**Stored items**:
:::

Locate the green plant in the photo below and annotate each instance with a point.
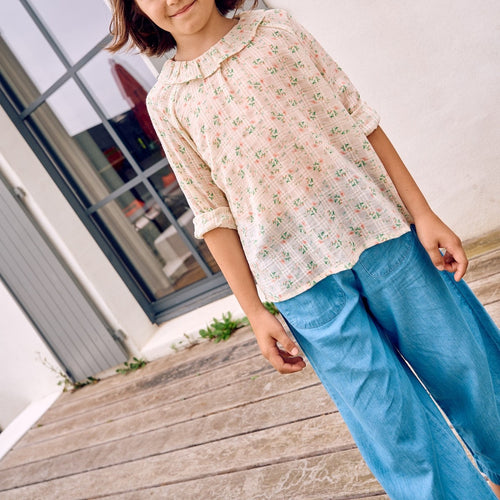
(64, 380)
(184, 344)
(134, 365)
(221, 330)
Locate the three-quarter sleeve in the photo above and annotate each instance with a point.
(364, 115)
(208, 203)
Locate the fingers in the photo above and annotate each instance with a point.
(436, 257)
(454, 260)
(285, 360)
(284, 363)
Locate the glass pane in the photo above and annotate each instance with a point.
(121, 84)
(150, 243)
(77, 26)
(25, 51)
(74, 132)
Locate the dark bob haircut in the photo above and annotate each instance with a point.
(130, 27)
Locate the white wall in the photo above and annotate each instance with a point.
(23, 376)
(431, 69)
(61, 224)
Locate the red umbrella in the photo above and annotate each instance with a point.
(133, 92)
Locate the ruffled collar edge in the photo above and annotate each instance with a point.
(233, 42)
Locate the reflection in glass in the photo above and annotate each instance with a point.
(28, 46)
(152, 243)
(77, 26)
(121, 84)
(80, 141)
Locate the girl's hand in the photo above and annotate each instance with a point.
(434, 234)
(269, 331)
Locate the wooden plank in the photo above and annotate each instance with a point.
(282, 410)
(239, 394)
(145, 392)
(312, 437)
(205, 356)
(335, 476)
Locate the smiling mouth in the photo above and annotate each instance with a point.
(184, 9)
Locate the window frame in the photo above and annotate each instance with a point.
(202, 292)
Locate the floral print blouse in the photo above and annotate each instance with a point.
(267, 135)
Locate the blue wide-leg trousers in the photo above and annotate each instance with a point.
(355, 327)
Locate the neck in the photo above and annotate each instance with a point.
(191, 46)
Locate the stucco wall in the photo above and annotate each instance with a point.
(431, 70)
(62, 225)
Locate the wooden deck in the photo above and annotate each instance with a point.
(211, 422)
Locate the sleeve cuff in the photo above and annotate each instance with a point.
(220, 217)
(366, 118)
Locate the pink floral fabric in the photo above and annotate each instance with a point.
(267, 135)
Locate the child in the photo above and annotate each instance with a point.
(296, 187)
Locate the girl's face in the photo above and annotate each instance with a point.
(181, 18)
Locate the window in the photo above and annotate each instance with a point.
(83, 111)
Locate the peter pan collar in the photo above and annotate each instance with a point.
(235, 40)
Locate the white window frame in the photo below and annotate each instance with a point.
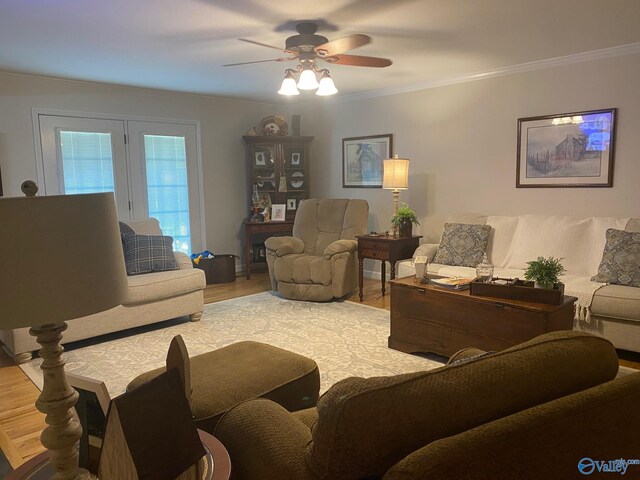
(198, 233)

:::

Set down every line of the entries above again, exactly as written, but not the pictures.

Locate the green plant in the photo below and annotate each instance with a point.
(64, 380)
(184, 344)
(134, 365)
(221, 330)
Locate the three-quarter sleeve in the photo above and annotate each instance with a point.
(364, 115)
(208, 203)
Locate the fingers in the photo above and annotate each instance with a point.
(436, 257)
(454, 260)
(285, 360)
(284, 363)
Locate the glass pane in the photo above and annotate each instance with a point.
(121, 84)
(150, 243)
(77, 26)
(25, 51)
(74, 132)
Locate the dark bob haircut in the photo above and annotate each instance with a point.
(130, 27)
Locate the white wall in the photo above and annotate each instance with a point.
(23, 376)
(431, 69)
(61, 224)
Locate the red umbrella in the photo above and annotate each instance with a point.
(133, 92)
Locate the ruffled collar edge in the photo above and annotate each instance with a point.
(233, 42)
Locate the reflection in glass in the photo above and annotate each instance with a point.
(28, 46)
(152, 243)
(77, 26)
(121, 84)
(80, 141)
Locate the girl's hand in the photo above and annotate each instance with a point.
(434, 234)
(269, 331)
Locate the wooden plank in the photo above and annotate each instance with a point.
(282, 410)
(239, 394)
(145, 392)
(312, 437)
(205, 356)
(335, 476)
Locate the smiling mouth in the photo above and annotate each instance with a point.
(184, 9)
Locate the window frame in the photo above and annotate each instance with a point.
(202, 292)
Locate the floral print blouse in the photo above and annotate each instance with a point.
(267, 135)
Locate the blue wide-leg trousers in the photo above and annotate each instance with a point.
(355, 327)
Locate the neck in the photo above and annotate each instance with a point.
(191, 46)
Locate the stucco wall in the photo above and annotate each instance with a point.
(431, 70)
(62, 225)
Locate the wooden deck in the photo above and annotate each instance with a point.
(211, 422)
Locate the sleeve cuff in the photo above and annotate each instance with a point.
(220, 217)
(366, 118)
Locate the pink floral fabric in the photo above and annotate each instance with a point.
(267, 135)
Locate the child in the photo above and annotate each instance with a point.
(296, 187)
Locate the girl's face in the photo above and annotate each instance with a point.
(181, 18)
Locate the window in the photo above and annotate each instance with a point.
(83, 111)
Locate the peter pan collar in the photo above and annotate each instance with a point.
(235, 40)
Locate the white window frame in the photo below and annotate each instance with a point.
(198, 233)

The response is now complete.